> **Your goal**: Write out the entries word for word, starting at their first line and stopping after the line that contains "[0,91,279,184]".

> **Extracted material**:
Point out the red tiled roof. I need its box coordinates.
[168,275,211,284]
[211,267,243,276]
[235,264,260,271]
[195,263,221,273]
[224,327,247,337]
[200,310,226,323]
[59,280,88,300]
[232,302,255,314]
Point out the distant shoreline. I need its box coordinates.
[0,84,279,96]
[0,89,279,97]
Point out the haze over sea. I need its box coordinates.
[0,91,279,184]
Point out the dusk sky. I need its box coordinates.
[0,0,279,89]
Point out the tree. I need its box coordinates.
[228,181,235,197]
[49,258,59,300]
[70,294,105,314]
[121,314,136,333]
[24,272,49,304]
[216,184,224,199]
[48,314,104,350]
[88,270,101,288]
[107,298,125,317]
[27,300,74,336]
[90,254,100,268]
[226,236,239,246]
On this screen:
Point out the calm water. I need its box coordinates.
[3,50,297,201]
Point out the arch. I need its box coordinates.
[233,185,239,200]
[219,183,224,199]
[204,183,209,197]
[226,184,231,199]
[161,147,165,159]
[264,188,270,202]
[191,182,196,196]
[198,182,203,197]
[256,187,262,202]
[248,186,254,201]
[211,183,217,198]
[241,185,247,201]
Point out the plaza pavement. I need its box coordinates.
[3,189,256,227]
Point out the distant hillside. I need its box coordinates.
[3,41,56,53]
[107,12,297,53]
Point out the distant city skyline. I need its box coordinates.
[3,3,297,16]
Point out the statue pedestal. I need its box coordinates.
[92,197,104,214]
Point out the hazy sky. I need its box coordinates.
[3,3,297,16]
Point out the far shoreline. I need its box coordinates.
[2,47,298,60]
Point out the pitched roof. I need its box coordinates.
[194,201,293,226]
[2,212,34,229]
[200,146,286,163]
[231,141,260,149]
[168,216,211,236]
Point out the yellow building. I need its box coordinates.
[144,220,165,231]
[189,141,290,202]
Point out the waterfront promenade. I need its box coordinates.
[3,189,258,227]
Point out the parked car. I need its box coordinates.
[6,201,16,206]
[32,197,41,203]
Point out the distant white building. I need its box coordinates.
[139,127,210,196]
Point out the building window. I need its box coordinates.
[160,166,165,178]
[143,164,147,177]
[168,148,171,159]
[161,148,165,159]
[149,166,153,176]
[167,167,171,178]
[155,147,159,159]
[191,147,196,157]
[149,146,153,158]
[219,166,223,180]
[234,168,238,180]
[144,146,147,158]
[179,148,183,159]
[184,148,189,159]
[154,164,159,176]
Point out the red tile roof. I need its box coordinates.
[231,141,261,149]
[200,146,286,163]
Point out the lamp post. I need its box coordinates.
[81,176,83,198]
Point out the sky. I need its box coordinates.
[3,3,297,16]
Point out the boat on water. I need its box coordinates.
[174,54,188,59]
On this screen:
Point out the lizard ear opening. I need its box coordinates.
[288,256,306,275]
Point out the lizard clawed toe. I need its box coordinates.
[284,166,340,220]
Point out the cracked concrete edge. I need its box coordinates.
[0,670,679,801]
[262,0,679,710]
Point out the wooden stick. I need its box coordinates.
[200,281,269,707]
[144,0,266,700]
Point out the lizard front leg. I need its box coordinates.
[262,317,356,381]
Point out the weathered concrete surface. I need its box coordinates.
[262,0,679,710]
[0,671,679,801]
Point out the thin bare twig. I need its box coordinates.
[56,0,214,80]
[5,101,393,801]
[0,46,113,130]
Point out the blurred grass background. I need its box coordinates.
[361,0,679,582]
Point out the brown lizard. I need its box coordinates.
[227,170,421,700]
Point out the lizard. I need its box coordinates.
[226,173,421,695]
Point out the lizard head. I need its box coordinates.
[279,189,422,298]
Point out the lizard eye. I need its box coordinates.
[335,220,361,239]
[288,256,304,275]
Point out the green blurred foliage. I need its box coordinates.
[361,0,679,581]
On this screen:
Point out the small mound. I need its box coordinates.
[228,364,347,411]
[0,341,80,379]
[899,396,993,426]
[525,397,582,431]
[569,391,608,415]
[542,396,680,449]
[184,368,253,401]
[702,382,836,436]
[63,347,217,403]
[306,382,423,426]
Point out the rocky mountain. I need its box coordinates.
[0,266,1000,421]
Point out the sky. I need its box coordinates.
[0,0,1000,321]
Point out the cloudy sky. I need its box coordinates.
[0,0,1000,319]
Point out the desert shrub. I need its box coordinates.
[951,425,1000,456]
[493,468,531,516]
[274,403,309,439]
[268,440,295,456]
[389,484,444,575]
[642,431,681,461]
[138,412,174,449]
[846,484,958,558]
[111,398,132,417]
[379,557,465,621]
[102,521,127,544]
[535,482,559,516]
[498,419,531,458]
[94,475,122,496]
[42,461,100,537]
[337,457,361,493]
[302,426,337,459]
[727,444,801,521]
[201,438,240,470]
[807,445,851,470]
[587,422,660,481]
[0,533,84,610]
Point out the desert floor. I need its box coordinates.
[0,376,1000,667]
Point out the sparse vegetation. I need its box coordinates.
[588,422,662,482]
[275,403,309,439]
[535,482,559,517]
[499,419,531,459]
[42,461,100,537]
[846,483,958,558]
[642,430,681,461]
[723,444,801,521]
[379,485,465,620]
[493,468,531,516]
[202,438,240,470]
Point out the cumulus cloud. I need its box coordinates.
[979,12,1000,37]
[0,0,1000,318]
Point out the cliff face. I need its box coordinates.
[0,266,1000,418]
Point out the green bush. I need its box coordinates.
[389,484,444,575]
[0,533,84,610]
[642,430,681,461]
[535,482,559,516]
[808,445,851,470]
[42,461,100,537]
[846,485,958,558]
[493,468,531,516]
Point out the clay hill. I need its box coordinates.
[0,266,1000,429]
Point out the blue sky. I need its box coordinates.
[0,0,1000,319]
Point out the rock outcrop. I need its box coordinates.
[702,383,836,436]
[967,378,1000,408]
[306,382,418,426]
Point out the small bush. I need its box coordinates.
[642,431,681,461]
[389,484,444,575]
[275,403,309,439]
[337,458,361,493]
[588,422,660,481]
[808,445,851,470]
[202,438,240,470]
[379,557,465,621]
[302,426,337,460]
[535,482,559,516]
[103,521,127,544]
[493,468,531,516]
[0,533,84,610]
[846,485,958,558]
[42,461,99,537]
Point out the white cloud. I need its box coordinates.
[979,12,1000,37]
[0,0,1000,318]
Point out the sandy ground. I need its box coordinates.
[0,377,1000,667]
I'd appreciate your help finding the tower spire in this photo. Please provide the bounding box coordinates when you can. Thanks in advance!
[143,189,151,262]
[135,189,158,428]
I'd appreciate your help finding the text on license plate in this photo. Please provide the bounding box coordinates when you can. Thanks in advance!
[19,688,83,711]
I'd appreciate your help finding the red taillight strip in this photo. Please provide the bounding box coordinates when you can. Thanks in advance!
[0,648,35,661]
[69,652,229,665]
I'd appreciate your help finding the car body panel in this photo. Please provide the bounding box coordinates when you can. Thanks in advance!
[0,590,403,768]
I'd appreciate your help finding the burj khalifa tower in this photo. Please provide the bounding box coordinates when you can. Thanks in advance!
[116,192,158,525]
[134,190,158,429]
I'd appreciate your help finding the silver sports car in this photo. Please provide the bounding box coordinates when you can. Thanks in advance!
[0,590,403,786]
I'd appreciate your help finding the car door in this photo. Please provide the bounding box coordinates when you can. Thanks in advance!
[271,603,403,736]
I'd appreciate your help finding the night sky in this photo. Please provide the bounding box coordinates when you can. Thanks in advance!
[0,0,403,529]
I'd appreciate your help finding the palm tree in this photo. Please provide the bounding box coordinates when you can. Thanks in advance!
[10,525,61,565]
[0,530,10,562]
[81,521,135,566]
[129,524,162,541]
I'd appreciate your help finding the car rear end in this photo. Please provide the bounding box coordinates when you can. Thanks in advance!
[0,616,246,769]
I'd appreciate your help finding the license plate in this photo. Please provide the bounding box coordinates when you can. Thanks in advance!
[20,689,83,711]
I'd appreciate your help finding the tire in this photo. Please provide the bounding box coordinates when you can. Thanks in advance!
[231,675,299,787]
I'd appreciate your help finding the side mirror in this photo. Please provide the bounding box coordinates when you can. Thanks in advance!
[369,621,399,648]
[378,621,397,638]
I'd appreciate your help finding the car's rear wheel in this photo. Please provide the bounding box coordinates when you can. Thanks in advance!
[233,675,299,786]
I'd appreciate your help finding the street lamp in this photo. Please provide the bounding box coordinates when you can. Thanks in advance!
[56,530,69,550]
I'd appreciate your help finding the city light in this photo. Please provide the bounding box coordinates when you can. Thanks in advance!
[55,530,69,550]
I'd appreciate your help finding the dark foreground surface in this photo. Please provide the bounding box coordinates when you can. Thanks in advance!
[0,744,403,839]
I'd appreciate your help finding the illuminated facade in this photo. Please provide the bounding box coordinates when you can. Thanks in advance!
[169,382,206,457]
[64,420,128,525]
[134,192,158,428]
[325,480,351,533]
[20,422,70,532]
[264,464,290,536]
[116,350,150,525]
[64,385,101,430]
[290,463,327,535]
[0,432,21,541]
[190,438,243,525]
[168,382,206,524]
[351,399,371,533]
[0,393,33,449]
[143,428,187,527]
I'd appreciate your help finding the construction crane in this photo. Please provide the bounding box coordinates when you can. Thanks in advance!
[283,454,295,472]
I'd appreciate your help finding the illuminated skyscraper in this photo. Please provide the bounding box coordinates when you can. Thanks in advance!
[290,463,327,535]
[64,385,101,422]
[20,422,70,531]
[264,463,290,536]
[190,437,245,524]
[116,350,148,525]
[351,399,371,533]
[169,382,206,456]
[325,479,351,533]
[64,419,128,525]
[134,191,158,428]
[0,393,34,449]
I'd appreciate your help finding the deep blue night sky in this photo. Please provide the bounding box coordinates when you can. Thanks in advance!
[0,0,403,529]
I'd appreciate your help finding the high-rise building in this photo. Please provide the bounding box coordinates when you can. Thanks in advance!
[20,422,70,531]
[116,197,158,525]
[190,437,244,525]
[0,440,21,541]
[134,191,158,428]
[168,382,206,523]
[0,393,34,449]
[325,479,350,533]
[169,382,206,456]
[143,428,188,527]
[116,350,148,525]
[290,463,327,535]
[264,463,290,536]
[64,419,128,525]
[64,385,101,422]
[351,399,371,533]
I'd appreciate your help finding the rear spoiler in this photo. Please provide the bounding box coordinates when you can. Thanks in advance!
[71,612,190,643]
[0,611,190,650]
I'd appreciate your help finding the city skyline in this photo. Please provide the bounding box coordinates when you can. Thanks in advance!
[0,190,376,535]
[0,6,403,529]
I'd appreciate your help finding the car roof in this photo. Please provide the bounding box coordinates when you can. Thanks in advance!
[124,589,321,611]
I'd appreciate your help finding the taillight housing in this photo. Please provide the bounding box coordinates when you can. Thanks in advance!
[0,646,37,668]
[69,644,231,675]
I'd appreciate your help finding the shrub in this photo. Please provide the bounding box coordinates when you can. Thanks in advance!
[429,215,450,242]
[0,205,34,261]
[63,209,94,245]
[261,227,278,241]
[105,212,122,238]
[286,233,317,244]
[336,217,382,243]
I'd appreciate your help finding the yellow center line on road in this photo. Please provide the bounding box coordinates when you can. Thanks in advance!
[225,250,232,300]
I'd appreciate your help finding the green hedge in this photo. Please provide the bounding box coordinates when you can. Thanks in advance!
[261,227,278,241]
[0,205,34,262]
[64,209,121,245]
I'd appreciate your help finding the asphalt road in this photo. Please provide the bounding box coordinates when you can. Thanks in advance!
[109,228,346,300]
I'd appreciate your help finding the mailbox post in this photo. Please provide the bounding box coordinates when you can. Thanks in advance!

> **Solved exercise**:
Point out the red tiled roof. I need its box coordinates.
[168,275,211,284]
[211,267,243,276]
[235,264,260,271]
[195,263,221,273]
[224,327,247,337]
[200,310,226,323]
[59,280,88,300]
[232,302,255,314]
Point out the distant shoreline. I need its box coordinates.
[0,84,279,96]
[0,89,279,97]
Point out the haze over sea. I need its box coordinates.
[0,91,279,184]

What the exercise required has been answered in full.